§ Source:
Observe that, if we instantiate $\mathcal L$ with a bitopological space, the two conditions (1) and (2) exactly express that $\alpha$ and $\beta$ represent (the complement of) the same convex compact subset.

Fix $\alpha \in L_+ \times L_-$ and define $\beta = (\beta_+, \beta_-) \in L_+\times L_-$ as follows

\begin{align*} \beta_+ &= \ \bigvee \{ x \in L_+ \mid (\alpha_+, \alpha_- \vee x^*) \in \mathrm{tot}\} \quad\text{and}\\ \beta_- &= \ \bigvee \{ y \in L_- \mid (\alpha_+\vee y^*, \alpha_-) \in \mathrm{tot}\}. \end{align*}

Observe that this definition yields precisely the pair $(X \setminus {\downarrow K}, \ \ X \setminus {\uparrow K})$ for $K = X \setminus (U_+ \cup U_-)$ in a compact regular bitopological space $(X,\tau_+, \tau_-)$. Indeed, by the Hofmann-Mislove theorem, the compact downset $\downarrow K$ can be uniquely represented as a Scott-open filter $\mathcal S_K = \{ V_-\in \tau_- \mid \downarrow K \subseteq V_-\} = \{ V_- \mid U_+ \cup U_- \cup V_- = X\}$ on $\tau_-$. Further, $\tau_+$ is order-isomorphic to the poset of Scott-open filters on $\tau_-$ (Lemma 5.3.6 in [2]), where a Scott-open filter $\mathcal S$ is send to the $\tau_+$-open $\bigcup \{ V_-^* \mid V_- \in \mathcal S\}$. Because $V_- \in \mathcal S_K$ implies $V_-^{**} \in \mathcal S_K$ and because $V_-^* = V_-^{***}$, we obtain the expected equality $X \setminus \downarrow K = \bigcup \{ V_- \mid U_+ \cup U_- \cup V_-^* = X\}$.

[Excerpts of pointing data]

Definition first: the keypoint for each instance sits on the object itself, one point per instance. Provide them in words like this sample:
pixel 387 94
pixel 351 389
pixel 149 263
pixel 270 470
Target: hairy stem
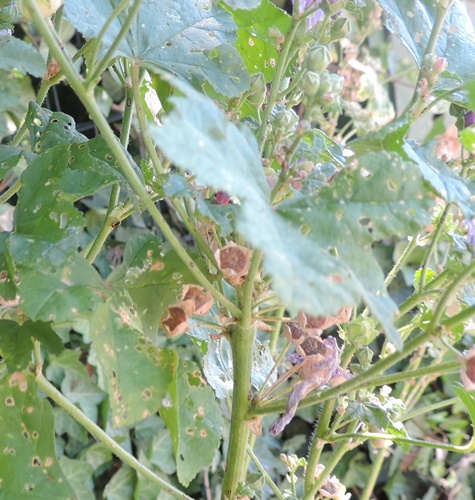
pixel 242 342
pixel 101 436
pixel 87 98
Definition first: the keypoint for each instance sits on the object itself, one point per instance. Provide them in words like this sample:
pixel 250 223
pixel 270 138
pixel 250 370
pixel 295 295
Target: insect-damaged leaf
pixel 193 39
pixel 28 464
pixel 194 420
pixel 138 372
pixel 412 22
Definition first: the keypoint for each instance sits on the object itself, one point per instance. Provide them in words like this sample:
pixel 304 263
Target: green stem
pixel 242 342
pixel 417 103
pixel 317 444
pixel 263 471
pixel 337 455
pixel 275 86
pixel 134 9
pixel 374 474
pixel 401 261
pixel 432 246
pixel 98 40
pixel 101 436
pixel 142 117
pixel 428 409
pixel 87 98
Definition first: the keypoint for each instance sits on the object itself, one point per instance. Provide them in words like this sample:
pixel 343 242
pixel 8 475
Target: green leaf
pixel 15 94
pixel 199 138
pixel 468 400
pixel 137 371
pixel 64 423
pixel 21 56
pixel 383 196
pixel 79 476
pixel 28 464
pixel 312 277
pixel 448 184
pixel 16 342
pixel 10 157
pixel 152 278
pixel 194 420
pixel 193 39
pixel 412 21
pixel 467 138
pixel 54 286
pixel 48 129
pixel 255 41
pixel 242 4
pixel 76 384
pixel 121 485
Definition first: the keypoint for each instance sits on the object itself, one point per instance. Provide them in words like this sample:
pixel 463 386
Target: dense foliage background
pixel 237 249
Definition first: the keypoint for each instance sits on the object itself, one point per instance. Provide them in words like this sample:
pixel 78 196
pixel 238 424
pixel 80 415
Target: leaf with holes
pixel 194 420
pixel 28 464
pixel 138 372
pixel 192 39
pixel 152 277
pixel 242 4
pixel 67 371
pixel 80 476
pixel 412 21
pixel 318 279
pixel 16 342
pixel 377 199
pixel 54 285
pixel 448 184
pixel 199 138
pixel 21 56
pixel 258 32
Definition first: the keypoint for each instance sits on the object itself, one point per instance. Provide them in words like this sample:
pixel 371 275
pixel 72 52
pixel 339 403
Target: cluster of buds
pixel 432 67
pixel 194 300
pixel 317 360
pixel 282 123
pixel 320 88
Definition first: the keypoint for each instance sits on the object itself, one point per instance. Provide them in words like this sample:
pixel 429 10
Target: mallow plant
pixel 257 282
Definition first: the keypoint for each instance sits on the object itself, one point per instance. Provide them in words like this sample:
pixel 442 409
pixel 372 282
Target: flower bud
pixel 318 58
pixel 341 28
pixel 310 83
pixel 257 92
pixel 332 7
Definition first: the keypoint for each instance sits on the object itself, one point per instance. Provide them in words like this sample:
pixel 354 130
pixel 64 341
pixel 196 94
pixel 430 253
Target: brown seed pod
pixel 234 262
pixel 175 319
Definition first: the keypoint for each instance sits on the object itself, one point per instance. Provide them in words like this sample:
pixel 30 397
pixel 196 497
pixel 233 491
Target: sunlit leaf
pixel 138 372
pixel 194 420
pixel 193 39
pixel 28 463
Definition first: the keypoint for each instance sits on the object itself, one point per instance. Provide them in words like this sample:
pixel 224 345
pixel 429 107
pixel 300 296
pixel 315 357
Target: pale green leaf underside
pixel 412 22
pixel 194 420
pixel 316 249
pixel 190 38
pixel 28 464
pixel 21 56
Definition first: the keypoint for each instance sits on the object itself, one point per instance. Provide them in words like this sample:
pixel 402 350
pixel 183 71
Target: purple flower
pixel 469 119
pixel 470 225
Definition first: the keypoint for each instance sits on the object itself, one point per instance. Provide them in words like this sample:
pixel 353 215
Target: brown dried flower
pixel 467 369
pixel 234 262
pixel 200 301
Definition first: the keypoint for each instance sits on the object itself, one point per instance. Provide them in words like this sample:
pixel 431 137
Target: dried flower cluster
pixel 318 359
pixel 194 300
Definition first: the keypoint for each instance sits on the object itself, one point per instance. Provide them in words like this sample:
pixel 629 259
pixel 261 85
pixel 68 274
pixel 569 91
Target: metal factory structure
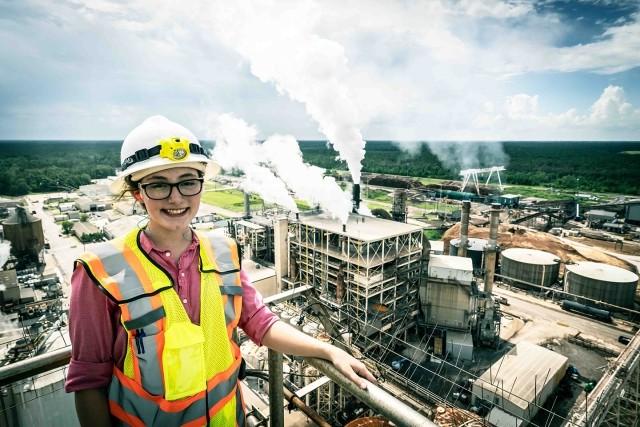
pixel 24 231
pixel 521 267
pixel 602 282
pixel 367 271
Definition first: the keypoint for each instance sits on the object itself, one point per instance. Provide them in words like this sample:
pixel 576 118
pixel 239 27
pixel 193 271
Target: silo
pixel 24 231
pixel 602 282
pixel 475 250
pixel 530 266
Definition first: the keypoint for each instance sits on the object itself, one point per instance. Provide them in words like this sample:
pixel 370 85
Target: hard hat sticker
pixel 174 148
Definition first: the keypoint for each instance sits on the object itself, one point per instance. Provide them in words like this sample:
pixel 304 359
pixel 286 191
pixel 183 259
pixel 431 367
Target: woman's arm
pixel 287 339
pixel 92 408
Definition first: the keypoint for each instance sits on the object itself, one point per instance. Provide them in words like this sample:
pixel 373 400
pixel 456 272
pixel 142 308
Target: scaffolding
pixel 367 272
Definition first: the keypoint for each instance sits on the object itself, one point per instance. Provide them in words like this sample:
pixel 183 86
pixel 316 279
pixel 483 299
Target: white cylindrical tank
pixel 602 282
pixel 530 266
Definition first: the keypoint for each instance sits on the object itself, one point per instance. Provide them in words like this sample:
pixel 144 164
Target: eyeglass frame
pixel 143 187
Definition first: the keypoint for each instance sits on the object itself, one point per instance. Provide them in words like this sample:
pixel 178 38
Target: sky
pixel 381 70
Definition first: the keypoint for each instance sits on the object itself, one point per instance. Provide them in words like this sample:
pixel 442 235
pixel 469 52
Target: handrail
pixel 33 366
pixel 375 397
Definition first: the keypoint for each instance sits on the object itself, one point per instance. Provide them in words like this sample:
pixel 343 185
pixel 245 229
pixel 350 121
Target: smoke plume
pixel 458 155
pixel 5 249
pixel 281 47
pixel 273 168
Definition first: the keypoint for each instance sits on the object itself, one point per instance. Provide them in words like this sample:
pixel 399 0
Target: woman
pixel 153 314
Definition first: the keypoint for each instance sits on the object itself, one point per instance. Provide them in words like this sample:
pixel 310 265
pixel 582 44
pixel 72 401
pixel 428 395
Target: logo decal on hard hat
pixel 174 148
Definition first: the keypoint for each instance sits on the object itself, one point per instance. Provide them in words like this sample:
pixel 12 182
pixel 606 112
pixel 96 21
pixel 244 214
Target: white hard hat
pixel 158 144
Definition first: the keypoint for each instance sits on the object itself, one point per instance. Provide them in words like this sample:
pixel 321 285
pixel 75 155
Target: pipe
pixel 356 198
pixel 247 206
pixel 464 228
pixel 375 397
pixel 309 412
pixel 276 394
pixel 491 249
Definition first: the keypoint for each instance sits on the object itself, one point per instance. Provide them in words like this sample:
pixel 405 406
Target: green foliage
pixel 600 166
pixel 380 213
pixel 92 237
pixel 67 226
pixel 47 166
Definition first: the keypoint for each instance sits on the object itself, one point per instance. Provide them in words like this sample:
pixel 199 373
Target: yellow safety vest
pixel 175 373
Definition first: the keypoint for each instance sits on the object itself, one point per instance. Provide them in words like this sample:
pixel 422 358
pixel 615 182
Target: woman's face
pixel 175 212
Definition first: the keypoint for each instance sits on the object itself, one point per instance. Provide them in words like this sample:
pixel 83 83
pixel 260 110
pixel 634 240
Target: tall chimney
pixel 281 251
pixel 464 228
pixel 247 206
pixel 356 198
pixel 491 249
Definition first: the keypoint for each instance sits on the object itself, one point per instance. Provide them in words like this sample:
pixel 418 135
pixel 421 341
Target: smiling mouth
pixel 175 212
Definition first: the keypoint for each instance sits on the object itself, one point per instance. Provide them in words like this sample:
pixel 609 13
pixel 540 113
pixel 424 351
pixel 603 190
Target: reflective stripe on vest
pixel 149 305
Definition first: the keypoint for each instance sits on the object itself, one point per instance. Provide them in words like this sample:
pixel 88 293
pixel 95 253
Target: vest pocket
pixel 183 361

...

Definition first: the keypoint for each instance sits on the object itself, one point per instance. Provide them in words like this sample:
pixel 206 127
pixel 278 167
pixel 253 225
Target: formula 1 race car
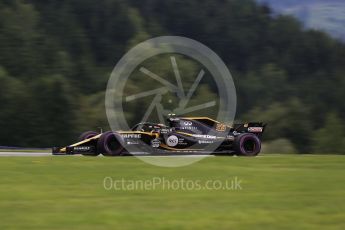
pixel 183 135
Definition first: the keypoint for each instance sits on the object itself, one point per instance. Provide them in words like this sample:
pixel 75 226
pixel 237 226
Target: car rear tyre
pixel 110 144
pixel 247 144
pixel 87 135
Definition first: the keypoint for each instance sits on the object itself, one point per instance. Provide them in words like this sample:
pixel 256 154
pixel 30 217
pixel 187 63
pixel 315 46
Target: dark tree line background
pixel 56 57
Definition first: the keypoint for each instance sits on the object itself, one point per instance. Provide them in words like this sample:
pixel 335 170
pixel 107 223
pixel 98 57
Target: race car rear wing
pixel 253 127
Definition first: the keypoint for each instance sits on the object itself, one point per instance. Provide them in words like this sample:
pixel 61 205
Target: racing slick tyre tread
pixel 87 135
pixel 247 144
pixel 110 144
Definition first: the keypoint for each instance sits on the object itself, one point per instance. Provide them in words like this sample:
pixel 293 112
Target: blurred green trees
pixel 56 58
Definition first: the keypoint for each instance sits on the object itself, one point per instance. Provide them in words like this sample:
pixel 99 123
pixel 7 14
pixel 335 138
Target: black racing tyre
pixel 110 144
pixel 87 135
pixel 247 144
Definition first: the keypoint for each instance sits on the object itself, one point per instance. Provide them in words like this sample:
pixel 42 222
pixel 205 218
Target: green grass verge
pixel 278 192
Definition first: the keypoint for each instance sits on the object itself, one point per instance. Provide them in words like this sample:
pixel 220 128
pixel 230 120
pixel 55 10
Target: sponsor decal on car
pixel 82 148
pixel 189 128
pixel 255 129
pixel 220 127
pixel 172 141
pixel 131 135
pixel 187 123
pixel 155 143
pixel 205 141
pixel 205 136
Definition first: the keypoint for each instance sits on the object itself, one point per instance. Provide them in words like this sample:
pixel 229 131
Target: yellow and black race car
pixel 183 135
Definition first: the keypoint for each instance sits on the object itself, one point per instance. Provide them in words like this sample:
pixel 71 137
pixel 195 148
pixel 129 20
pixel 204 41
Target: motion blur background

§ Written exercise: From the passage on bitopological spaces, extract the text starting with "Observe that, if" and going on through "convex compact subset.".

§ Completed task:
Observe that, if we instantiate $\mathcal L$ with a bitopological space, the two conditions (1) and (2) exactly express that $\alpha$ and $\beta$ represent (the complement of) the same convex compact subset.